Exercise aim
Copy out the stretch of the Kokkos configuration post from "I want to use" through "Graphic: RX 6650xt.", switching "RX 6650xt" to "RX 6800xt".

Document
= = = = =
Could not find "rocthrust" when configure kokkos

Hello,

I want to use kokkos with HIP to accelerate ReaxFF, but failured when configured kokkos. The only change is revising Kokkos_ARCH_ to Kokkos_ARCH_NAVI1030.

ROCm version: 5.7.50700, LAMMPS version: 17Apr2024. Graphic: RX 6650xt.

My configuration setting:

cmake -C ../cmake/presets/basic.cmake -C ../cmake/presets/kokkos-hip.cmake -D GPU_API=HIP -D HIP_ARCH=gfx1030 -D CMAKE_CXX_COMPILER=hipcc -D HIP_PATH=/opt/rocm/hip/bin -D rocthrust_DIR=/opt/rocm/rocthrust -D PKG_REAXFF=on -D PKG_OPENMP=on ../cmake

Here is the full message:

loading initial cache file ../cmake/presets/basic.cmake
loading initial cache file ../cmake/presets/kokkos-hip.cmake
-- The CXX compiler identification is Clang 17.0.0
-- Check for working CXX compiler: /usr/bin/hipcc
-- Check for working CXX compiler: /usr/bin/hipcc -- works
-- Detecting CXX compiler ABI info
-- Detecting CXX compiler ABI info - done
-- Detecting CXX compile features
-- Detecting CXX compile features - done
-- Could NOT find Git (missing: GIT_EXECUTABLE) 
-- Running check for auto-generated files from make-based build system
-- Found MPI_CXX: /usr/local/lib/libmpicxx.so (found version "4.1") 
-- Found MPI: TRUE (found version "4.1")  
-- Looking for C++ include omp.h
-- Looking for C++ include omp.h - found
-- Found OpenMP_CXX: -fopenmp=libomp  
-- Found OpenMP: TRUE  found components: CXX 
-- Found GZIP: /usr/bin/gzip  
-- Could NOT find FFMPEG (missing: FFMPEG_EXECUTABLE) 
-- Found PkgConfig: /usr/bin/pkg-config (found version "0.29.1") 
-- Checking for module 'fftw3'
--   No package 'fftw3' found
-- Looking for C++ include cmath
-- Looking for C++ include cmath - found
-- Setting default Kokkos CXX standard to 17
-- Kokkos version: 4.3.0
-- The project name is: Kokkos
-- Using internal gtest for testing
-- Compiler Version: 5.7.31921
-- Using -std=c++17 for C++17 standard as feature
-- Built-in Execution Spaces:
--     Device Parallel: Kokkos::HIP
--     Host Parallel: Kokkos::OpenMP
--       Host Serial: SERIAL
-- 
-- Architectures:
--  NAVI1030
-- Found TPLLIBDL: /usr/include  
CMake Error at /home/lch/Software/lammps/lammps-17Apr2024/lib/kokkos/cmake/Modules/FindTPLROCTHRUST.cmake:11 (FIND_PACKAGE):
  By not providing "Findrocthrust.cmake" in CMAKE_MODULE_PATH this project
  has asked CMake to find a package configuration file provided by
  "rocthrust", but CMake did not find one.
= = = = =
Object location annotation data

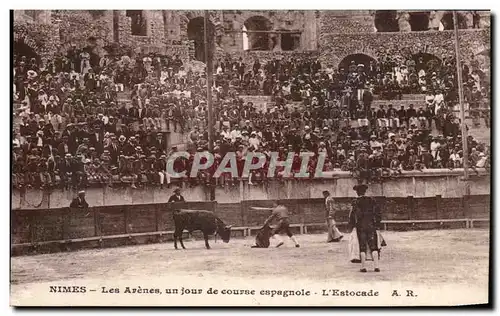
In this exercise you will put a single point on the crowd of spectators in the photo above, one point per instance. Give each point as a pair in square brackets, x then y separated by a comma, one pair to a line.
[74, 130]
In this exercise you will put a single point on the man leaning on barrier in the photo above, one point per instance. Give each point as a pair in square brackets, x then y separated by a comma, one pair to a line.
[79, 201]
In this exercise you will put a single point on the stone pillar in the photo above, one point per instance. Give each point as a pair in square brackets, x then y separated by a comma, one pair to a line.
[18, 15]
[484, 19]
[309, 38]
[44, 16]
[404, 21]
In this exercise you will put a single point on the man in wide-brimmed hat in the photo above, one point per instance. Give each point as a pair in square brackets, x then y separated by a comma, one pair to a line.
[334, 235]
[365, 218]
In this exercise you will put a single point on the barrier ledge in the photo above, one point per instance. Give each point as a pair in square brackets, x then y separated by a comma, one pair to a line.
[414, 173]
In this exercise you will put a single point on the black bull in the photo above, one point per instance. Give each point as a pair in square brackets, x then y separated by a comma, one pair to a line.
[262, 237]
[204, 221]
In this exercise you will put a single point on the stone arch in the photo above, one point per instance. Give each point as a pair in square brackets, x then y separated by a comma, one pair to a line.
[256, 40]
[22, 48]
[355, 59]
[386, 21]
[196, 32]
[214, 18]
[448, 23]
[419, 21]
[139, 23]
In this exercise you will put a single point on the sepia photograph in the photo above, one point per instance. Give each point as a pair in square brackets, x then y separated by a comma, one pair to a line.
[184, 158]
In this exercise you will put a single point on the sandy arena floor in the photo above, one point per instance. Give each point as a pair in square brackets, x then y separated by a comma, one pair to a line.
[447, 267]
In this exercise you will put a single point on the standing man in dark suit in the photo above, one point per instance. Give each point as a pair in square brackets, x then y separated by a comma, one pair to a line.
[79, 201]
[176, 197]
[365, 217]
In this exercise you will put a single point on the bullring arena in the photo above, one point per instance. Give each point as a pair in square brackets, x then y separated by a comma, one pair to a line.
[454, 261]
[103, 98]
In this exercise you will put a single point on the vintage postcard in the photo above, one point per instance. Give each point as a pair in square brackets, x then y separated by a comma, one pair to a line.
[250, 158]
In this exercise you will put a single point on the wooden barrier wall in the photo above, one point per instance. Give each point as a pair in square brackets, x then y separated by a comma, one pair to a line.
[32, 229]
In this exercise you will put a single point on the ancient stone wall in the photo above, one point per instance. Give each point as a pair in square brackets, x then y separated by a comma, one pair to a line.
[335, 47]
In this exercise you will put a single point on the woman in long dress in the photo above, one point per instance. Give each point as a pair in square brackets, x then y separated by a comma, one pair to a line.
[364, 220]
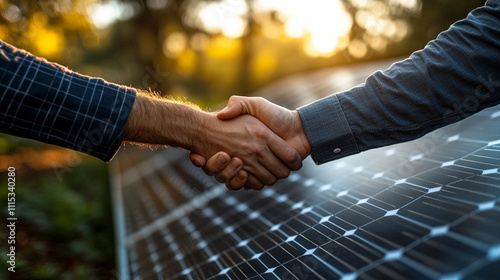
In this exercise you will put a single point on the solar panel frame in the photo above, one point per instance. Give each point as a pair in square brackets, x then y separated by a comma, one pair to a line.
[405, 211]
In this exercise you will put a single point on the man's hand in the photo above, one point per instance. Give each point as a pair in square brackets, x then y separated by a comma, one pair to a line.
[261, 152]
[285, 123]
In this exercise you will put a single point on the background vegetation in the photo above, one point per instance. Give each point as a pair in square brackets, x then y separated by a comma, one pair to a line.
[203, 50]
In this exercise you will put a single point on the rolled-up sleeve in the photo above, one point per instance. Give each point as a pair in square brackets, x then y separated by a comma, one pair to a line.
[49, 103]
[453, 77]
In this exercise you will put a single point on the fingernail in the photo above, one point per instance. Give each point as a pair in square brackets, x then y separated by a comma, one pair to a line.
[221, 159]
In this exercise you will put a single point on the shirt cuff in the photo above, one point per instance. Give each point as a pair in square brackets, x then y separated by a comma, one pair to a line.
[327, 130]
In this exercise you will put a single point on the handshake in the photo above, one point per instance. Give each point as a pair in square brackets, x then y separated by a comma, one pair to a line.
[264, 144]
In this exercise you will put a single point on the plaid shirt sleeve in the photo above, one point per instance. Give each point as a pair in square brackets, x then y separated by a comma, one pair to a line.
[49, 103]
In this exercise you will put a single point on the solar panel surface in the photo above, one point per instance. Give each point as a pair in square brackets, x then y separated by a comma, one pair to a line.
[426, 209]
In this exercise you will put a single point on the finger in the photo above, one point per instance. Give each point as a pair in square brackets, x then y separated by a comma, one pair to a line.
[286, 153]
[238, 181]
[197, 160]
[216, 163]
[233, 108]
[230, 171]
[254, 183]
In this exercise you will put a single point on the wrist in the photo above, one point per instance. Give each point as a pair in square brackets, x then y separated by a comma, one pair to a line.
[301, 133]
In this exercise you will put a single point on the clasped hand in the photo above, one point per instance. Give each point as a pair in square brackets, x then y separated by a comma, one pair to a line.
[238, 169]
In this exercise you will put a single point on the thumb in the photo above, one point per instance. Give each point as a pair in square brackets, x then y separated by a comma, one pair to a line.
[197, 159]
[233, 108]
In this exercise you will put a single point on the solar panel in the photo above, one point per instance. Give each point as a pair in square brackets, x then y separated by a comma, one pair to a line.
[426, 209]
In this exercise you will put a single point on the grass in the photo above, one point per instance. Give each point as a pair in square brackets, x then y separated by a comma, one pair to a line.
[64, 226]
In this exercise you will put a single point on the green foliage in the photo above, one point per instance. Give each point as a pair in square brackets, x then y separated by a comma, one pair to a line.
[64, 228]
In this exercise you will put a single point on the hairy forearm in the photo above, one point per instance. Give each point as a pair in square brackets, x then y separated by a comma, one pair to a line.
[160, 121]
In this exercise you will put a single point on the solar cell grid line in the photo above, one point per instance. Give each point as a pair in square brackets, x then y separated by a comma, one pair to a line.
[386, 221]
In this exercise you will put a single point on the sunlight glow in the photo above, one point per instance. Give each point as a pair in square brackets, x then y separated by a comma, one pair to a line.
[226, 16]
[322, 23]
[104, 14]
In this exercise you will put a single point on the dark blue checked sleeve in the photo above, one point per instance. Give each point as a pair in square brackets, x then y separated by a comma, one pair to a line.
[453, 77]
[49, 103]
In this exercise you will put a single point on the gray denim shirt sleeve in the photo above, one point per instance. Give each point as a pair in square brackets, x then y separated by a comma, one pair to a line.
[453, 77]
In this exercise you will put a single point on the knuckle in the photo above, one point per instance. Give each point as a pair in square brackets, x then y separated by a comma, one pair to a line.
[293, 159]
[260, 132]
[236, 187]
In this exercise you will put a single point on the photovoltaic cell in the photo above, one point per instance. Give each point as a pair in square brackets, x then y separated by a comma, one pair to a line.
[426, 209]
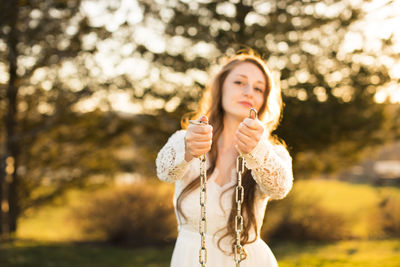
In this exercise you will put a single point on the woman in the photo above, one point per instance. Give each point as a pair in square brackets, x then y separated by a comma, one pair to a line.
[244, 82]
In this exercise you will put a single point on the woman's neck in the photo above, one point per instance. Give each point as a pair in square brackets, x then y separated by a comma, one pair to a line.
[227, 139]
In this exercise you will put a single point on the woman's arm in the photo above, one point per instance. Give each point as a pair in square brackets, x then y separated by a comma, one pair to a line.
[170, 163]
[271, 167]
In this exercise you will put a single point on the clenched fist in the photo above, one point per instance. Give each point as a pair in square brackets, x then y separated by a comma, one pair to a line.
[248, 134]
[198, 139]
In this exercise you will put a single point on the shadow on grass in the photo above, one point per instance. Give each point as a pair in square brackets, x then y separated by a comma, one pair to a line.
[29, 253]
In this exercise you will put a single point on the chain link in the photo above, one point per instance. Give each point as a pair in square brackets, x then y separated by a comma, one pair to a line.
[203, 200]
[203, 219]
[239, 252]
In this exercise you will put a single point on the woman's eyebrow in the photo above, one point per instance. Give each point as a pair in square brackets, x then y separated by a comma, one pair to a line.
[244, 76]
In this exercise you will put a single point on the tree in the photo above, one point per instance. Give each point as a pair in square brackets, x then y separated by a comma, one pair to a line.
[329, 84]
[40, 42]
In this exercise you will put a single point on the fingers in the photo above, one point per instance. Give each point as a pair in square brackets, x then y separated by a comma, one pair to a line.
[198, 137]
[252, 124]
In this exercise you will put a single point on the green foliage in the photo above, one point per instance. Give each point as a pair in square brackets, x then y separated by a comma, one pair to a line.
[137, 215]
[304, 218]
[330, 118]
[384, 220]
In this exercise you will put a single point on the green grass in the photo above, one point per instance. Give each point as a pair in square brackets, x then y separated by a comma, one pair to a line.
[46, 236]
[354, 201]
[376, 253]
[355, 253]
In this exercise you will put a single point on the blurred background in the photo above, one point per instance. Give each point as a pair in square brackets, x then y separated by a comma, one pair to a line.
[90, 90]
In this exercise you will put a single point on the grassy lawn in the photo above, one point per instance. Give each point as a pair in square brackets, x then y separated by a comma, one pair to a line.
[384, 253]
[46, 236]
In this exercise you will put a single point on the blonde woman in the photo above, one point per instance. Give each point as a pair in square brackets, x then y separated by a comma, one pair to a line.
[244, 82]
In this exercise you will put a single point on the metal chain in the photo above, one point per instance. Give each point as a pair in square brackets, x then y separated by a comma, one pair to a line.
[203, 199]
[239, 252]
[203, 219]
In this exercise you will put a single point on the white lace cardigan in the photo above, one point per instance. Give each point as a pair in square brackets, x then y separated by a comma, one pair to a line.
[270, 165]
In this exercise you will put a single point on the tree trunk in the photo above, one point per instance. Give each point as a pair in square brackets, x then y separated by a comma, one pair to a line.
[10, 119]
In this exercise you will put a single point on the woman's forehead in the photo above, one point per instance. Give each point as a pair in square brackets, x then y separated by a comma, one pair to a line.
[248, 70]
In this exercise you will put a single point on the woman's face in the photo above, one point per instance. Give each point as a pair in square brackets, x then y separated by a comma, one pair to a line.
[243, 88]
= = = = =
Output for this exercise
I want to use kokkos with HIP to accelerate ReaxFF, but failured when configured kokkos. The only change is revising Kokkos_ARCH_ to Kokkos_ARCH_NAVI1030.

ROCm version: 5.7.50700, LAMMPS version: 17Apr2024. Graphic: RX 6800xt.